* **Фрагмент страницы**
——

Время постепенно залечило семейную рану, а заодно принесло существенные перемены. В марте 1877 года умер дедушка Эллы, принц Карл. Поскольку у Великого герцога не было детей, Людвиг, как старший племянник правителя, стал наследником Гессенского престола, взойти на который ему пришлось спустя всего три месяца. Возглавлявший страну двадцать девять лет Великий герцог Гессенский и Прирейнский Людвиг III скончался 13 июня, и его символический трон занял отец Эллы, Людвиг IV.
Нового сюзерена подданные встретили очень тепло. И у него, и у его жены прибавилось обязанностей, причем Алиса попыталась провести некоторые социальные реформы, на что ее сил уже не хватало. Хотя чувства гессенцев давно потеплели, их герцогиня утратила былую искорку: она интересовалась общественной деятельностью, науками, искусством, но все больше уходила в себя. В семье же ничего не изменилось – та же бедность, та же нехватка элементарного, тот же повседневный распорядок.

——

* **Задание 1**
Верны ли по отрывку о гессенском престоле такие утверждения: (a) принц Карл умер в марте 1877 года; (b) Людвиг III возглавлял страну двадцать девять лет; (c) после восшествия Людвига IV на престол бедность в семье прекратилась? На каждое ответьте «да» или «нет» и приведите решающие слова отрывка в точной цитате.
* **Задание 2**
Перепишите из отрывка о гессенском престоле дословно часть, начиная со слов «Нового сюзерена подданные» и далее до слов «же повседневный распорядок.» включительно.

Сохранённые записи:
——

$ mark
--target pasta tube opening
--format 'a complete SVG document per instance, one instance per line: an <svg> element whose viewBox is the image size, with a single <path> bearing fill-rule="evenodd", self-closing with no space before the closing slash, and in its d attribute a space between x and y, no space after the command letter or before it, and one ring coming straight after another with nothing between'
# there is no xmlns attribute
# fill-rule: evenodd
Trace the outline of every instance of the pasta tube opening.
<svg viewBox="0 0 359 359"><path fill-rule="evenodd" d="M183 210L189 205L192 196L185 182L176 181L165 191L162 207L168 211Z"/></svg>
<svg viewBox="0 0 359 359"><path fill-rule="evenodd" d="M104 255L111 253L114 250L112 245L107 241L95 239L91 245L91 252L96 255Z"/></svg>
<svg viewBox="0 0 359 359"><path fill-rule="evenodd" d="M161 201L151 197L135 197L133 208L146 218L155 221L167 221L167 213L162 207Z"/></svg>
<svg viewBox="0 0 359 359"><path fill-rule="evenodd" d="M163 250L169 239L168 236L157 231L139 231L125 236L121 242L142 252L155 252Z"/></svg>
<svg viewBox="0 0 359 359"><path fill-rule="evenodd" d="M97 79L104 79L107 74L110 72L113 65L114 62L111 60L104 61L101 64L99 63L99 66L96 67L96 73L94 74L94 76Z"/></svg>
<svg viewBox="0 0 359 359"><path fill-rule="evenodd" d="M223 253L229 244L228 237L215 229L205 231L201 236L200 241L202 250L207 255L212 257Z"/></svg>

——

* **Ответ 1**
(a) Да: «В марте 1877 года умер дедушка Эллы, принц Карл».
(b) Да: «Возглавлявший страну двадцать девять лет Великий герцог Гессенский и Прирейнский Людвиг III скончался 13 июня».
(c) Нет: «В семье же ничего не изменилось – та же бедность, та же нехватка элементарного, тот же повседневный распорядок».

* **Ответ 2**
Нового сюзерена подданные встретили очень тепло. И у него, и у его жены прибавилось обязанностей, причем Алиса попыталась провести некоторые социальные реформы, на что ее сил уже не хватало. Хотя чувства гессенцев давно потеплели, их герцогиня утратила былую искорку: она интересовалась общественной деятельностью, науками, искусством, но все больше уходила в себя. В семье же ничего не изменилось – та же бедность, та же нехватка элементарного, тот же повседневный распорядок.